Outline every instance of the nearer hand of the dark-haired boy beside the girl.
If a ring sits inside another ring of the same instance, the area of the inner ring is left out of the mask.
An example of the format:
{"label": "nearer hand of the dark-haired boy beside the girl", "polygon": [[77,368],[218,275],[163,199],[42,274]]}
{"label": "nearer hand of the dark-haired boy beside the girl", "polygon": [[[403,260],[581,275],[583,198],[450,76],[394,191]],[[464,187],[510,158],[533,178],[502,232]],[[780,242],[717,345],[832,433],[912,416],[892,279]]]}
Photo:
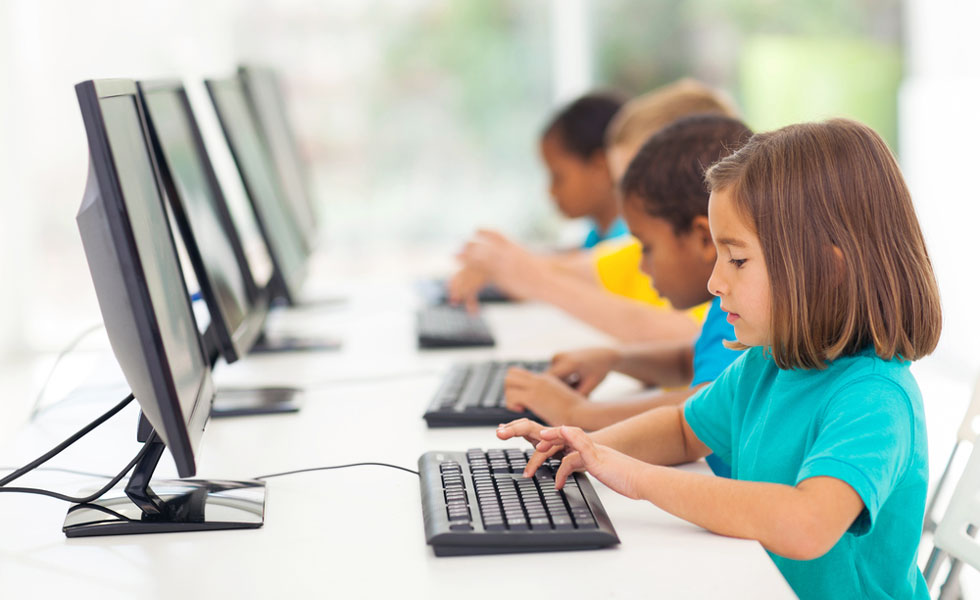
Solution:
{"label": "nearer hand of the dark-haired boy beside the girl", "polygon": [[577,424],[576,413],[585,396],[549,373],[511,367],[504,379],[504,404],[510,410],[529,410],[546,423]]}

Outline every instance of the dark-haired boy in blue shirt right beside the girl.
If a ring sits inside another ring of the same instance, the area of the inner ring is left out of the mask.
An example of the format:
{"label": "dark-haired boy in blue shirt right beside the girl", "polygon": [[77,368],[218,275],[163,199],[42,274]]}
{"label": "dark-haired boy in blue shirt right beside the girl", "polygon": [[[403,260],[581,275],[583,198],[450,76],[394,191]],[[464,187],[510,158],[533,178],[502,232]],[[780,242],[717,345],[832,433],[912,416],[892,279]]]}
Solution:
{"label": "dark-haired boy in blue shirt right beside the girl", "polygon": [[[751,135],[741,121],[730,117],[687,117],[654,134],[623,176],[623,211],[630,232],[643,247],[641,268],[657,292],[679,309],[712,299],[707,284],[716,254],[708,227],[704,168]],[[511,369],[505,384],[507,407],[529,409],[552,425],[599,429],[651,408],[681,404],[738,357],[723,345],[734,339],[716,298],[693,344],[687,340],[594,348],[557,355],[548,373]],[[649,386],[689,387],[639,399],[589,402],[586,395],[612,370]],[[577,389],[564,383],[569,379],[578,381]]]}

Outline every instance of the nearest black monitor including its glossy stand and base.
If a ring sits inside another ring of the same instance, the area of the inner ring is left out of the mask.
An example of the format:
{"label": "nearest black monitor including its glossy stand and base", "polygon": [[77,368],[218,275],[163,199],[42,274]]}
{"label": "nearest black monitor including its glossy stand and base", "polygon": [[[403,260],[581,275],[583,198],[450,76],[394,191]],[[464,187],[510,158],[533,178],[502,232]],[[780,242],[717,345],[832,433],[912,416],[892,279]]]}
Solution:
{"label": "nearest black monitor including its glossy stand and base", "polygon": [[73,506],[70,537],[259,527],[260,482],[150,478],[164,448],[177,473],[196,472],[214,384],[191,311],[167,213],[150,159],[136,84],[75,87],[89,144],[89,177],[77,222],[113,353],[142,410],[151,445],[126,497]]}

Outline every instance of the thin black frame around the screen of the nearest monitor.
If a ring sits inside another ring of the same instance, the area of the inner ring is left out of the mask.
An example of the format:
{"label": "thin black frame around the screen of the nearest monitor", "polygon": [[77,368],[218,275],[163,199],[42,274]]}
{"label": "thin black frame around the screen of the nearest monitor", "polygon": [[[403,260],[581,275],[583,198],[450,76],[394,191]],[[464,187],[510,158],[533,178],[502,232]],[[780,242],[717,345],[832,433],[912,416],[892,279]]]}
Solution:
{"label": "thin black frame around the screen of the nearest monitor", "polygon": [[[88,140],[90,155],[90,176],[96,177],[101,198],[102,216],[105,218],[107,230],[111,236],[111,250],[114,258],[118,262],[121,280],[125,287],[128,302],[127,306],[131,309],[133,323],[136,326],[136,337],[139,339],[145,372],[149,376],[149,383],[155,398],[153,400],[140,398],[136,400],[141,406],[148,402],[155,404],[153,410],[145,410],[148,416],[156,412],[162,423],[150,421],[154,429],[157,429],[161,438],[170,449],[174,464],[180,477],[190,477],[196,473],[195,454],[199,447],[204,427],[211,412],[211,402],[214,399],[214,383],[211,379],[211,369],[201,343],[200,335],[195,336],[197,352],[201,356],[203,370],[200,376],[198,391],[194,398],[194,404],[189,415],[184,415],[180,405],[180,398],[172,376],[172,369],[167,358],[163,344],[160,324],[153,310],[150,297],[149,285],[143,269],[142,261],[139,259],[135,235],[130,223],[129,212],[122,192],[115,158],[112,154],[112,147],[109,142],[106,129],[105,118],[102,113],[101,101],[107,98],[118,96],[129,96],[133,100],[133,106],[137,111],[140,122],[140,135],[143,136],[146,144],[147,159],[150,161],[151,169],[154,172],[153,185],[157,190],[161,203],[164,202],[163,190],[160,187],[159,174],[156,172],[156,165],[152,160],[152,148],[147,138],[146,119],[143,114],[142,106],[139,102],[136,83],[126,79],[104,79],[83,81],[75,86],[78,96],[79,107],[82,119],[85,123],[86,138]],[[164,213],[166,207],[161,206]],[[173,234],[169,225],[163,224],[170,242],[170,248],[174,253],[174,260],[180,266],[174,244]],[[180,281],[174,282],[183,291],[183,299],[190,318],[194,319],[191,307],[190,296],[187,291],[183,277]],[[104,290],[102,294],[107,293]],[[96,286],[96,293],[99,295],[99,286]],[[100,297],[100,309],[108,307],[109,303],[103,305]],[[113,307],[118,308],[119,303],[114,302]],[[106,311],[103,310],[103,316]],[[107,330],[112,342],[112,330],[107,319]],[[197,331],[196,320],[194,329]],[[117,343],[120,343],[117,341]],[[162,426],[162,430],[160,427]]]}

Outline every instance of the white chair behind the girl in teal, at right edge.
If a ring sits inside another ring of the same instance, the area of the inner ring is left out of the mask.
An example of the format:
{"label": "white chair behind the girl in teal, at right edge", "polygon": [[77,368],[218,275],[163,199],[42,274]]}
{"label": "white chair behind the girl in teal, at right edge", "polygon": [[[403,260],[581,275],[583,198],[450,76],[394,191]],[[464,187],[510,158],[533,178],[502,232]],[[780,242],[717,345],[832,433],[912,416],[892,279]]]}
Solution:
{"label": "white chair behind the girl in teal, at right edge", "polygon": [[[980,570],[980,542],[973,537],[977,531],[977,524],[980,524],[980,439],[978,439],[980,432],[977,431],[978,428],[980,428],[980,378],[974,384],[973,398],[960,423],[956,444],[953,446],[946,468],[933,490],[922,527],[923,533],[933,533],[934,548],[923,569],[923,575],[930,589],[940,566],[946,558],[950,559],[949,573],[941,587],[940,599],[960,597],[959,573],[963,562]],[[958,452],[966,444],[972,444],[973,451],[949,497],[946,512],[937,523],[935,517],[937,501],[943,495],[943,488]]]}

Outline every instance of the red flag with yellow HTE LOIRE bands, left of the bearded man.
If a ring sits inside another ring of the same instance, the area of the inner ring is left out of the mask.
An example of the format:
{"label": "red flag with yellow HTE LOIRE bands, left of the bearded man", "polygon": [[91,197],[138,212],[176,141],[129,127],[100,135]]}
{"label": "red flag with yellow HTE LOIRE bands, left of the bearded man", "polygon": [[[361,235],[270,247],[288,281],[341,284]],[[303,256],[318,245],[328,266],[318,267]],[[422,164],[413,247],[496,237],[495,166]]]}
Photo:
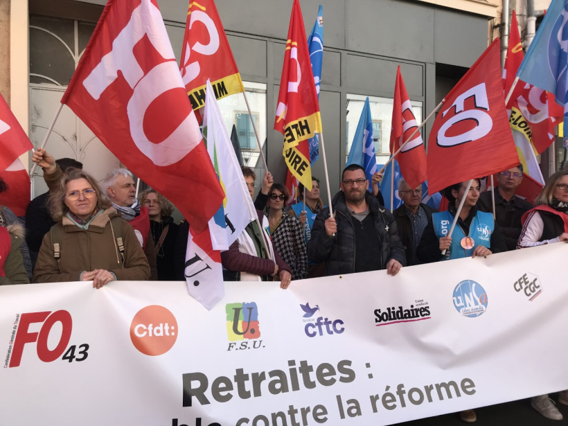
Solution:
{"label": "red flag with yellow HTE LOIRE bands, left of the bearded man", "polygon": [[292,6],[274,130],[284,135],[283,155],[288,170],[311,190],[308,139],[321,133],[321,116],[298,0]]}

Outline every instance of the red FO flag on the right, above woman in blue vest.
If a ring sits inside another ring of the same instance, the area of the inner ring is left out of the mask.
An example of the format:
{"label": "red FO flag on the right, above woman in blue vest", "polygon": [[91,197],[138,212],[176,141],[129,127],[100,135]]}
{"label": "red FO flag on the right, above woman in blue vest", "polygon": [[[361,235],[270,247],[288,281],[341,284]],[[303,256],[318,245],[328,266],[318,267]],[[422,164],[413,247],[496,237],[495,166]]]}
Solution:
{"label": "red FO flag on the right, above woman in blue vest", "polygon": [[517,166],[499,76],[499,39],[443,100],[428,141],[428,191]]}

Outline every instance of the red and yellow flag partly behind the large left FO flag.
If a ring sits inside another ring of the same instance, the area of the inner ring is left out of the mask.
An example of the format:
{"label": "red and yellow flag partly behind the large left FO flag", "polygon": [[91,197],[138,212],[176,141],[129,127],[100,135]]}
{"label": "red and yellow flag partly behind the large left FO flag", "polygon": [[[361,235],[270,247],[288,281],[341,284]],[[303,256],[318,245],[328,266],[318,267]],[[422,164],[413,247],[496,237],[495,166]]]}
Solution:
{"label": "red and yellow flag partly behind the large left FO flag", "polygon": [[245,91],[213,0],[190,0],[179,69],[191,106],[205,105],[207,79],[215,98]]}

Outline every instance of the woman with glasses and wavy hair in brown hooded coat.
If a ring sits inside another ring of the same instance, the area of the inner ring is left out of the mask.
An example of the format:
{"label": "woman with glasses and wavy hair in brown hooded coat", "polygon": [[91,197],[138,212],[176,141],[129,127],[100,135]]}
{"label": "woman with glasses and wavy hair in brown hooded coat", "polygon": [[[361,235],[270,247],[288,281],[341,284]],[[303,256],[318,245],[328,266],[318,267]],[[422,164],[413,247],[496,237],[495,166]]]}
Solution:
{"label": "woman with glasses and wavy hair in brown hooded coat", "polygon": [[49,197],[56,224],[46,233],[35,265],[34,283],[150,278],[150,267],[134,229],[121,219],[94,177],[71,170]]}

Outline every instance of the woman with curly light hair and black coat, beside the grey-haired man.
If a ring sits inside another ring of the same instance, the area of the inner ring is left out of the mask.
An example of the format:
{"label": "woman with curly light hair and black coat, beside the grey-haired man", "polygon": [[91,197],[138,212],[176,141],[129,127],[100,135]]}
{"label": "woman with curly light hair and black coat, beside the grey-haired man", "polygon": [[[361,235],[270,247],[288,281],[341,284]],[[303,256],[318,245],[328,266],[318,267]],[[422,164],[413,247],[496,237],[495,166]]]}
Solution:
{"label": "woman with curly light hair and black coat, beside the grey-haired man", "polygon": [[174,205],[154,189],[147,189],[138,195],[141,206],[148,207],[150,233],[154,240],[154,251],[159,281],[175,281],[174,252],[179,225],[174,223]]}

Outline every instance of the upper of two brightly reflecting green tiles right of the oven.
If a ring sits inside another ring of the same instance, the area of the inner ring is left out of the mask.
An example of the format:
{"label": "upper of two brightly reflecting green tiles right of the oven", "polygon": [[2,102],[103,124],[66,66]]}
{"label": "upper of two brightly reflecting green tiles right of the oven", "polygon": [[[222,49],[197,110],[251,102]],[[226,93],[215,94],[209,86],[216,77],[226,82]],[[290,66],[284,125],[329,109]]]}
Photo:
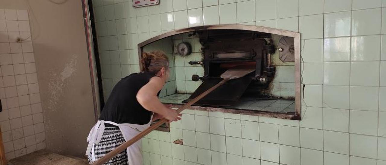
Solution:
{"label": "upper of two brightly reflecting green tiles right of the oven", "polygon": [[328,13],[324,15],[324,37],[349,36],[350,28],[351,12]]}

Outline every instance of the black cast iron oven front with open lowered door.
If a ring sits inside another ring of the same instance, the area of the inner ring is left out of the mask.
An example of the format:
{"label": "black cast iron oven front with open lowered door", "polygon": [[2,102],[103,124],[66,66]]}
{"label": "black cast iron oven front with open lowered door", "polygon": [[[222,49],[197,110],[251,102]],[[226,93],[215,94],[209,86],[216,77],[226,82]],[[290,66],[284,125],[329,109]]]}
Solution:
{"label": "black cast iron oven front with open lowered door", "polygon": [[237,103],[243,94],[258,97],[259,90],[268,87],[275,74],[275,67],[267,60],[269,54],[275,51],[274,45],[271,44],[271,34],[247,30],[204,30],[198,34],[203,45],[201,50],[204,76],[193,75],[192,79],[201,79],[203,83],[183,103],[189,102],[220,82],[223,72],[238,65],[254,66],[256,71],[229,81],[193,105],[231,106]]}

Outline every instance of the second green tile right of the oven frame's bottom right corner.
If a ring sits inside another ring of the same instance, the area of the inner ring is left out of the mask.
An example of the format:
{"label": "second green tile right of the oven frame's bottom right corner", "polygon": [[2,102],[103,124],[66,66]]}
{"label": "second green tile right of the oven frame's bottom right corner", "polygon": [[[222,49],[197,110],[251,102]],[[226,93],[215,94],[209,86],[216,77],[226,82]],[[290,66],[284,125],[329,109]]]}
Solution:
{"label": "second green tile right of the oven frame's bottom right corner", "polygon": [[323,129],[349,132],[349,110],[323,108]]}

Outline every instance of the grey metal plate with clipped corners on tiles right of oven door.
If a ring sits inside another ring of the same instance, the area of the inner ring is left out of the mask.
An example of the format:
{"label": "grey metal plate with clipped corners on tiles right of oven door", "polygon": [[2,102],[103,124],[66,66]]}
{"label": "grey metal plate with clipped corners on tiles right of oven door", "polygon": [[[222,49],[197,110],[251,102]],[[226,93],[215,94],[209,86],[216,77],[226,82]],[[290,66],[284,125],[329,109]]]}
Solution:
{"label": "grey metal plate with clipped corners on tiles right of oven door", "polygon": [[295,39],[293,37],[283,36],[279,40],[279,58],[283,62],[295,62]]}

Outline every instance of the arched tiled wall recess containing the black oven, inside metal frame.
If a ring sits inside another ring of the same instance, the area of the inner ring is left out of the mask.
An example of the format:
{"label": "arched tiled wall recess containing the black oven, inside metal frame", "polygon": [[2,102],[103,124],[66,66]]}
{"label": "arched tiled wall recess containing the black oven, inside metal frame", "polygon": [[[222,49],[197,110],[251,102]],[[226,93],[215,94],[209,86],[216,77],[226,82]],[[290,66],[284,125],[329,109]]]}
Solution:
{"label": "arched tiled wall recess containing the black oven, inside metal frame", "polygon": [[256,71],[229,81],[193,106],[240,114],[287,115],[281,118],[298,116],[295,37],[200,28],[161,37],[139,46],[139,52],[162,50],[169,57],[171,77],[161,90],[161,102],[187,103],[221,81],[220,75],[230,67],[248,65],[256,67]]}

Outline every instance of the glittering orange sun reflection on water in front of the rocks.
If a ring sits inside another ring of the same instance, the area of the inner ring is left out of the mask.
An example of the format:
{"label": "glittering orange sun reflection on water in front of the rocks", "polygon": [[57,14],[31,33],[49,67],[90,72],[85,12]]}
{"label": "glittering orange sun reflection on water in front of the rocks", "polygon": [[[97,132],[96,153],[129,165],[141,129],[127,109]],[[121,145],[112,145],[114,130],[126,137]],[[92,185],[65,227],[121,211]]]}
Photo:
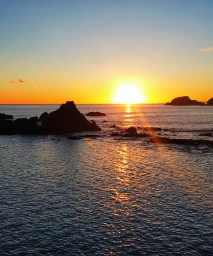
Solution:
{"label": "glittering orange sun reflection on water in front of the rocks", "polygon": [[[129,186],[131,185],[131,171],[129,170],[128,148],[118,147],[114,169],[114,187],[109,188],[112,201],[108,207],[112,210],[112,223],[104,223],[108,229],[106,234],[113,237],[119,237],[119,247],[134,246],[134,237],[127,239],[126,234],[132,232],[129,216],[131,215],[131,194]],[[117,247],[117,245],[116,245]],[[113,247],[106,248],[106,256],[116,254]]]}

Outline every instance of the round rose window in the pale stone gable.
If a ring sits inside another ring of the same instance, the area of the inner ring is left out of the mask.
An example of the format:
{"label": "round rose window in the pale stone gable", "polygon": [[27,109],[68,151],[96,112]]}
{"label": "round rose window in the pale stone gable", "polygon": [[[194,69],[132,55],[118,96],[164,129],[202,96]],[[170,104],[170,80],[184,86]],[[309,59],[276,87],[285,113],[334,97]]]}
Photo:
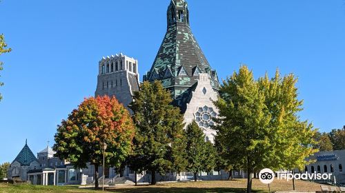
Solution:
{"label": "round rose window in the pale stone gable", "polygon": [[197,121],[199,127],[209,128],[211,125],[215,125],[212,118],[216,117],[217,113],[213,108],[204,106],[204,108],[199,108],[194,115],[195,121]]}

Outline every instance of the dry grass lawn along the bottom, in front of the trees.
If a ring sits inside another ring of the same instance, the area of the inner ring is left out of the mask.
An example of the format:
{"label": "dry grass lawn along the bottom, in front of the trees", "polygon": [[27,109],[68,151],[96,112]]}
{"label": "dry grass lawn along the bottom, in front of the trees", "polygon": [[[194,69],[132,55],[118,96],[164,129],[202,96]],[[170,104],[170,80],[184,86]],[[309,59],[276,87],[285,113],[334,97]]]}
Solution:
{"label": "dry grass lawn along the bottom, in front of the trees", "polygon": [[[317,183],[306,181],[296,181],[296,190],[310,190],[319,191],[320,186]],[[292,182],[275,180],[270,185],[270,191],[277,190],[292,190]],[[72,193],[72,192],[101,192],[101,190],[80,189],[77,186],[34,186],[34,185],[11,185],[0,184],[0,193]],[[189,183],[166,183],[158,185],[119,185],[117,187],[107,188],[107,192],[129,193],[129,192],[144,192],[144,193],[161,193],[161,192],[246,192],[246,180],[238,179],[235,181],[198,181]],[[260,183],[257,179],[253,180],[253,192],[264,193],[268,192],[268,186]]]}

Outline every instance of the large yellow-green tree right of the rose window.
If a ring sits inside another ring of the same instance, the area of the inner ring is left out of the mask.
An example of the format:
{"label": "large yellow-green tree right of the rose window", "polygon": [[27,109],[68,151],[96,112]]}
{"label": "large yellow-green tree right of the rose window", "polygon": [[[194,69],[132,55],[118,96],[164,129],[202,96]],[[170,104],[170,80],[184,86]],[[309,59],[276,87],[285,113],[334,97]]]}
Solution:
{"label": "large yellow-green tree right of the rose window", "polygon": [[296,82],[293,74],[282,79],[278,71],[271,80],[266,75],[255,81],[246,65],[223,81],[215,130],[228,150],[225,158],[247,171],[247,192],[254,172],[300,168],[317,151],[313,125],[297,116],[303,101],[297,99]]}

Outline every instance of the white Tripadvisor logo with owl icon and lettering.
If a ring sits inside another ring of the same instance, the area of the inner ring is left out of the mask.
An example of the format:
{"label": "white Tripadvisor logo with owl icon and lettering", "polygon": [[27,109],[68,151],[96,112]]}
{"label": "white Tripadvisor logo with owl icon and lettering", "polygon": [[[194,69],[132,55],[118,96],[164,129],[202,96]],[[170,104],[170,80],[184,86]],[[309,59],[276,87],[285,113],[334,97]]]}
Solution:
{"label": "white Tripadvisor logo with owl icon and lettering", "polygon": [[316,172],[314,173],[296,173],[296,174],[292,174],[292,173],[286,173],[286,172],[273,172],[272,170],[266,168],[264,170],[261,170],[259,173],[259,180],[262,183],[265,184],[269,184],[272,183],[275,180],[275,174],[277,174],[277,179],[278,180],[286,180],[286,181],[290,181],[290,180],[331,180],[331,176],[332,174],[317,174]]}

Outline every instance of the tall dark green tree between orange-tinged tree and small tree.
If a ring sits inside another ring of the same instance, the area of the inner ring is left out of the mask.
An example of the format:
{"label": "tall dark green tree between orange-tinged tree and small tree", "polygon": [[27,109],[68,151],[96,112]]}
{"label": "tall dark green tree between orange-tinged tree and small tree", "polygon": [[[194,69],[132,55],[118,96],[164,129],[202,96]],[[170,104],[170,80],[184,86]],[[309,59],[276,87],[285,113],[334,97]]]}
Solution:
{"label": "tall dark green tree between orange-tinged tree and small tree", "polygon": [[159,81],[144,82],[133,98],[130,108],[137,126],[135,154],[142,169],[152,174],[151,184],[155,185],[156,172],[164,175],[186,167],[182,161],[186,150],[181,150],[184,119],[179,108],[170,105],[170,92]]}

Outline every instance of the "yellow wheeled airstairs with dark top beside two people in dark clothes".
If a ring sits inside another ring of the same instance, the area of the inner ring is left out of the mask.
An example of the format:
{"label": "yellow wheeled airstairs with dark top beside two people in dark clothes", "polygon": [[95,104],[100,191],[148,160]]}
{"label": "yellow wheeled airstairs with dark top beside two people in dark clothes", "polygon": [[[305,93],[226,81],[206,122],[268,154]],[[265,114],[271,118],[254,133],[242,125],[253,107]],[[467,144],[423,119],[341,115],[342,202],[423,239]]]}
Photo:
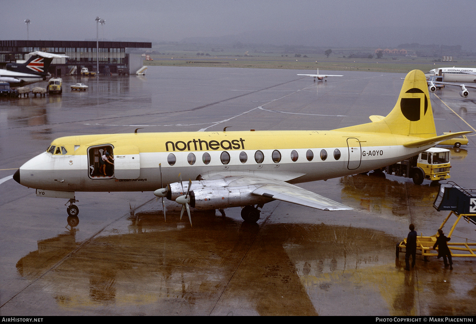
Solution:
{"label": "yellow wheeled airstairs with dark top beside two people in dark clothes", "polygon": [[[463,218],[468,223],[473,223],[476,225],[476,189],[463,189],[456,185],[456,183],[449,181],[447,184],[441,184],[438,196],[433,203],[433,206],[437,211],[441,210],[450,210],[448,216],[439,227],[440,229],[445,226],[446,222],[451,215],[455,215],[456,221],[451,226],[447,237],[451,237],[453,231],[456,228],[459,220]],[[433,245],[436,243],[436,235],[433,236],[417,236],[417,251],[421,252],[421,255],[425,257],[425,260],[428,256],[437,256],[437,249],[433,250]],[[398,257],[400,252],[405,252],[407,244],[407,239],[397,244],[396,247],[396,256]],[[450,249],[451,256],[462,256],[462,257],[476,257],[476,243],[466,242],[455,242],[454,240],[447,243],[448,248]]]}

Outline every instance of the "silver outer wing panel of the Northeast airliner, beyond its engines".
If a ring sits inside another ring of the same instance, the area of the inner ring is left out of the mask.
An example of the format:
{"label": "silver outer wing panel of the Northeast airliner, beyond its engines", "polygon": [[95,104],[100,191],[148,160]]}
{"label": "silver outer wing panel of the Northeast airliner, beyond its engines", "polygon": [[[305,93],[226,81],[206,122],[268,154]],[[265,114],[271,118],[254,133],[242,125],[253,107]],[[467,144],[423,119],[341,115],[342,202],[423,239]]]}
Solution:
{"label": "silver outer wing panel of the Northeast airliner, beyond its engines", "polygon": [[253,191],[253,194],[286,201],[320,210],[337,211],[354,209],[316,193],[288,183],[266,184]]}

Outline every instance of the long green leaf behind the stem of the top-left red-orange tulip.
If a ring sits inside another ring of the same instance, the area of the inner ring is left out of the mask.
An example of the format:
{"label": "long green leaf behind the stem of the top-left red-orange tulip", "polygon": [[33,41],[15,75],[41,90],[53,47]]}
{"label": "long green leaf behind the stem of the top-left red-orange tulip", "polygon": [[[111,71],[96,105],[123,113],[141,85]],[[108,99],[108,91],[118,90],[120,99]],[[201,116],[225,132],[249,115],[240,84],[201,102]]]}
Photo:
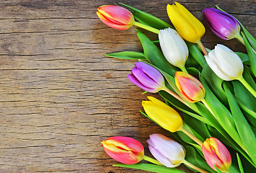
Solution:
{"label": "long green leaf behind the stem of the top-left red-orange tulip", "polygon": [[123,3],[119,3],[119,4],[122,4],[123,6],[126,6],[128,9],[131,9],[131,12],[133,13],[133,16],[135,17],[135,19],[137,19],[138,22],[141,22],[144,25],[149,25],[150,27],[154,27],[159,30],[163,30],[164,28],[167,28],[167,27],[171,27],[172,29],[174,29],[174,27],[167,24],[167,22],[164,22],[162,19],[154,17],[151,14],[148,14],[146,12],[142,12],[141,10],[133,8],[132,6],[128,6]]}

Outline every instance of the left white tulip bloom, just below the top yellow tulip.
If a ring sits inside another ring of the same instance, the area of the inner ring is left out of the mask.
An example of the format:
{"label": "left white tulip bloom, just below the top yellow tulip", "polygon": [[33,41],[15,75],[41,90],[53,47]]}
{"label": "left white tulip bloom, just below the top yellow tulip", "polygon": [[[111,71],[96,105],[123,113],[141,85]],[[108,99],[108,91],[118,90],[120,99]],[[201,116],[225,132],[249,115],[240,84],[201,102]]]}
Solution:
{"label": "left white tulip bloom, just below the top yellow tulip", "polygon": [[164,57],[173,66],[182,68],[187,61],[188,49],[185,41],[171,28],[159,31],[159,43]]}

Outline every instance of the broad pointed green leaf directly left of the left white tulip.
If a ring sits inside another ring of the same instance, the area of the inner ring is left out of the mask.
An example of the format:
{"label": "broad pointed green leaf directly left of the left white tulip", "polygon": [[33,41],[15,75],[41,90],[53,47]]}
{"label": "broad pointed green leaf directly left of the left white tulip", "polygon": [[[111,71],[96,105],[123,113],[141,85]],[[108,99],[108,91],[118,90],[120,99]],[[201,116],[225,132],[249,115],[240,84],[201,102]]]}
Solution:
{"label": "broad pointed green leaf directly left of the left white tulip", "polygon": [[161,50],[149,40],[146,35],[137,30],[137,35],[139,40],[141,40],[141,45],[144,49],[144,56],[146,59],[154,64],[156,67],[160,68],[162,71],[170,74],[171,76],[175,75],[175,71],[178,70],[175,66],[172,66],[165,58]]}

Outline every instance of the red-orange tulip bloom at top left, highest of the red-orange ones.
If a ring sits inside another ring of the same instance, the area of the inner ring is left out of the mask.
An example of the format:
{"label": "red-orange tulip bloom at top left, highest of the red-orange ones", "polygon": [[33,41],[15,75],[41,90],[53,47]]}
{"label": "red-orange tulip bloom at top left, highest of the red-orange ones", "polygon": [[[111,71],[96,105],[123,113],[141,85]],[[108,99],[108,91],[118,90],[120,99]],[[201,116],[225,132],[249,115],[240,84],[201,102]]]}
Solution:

====

Required action
Which lines above hold the string "highest"? Show each of them.

Result
Outline every instance of the red-orange tulip bloom at top left, highest of the red-orange ones.
{"label": "red-orange tulip bloom at top left, highest of the red-orange ones", "polygon": [[33,41],[15,75],[41,90],[53,47]]}
{"label": "red-orange tulip bloom at top left, highest of the red-orange ones", "polygon": [[[111,71],[96,105],[123,113],[141,85]],[[108,99],[108,91],[118,90],[120,99]],[[201,116],[225,132],[249,115],[240,84],[201,102]]]}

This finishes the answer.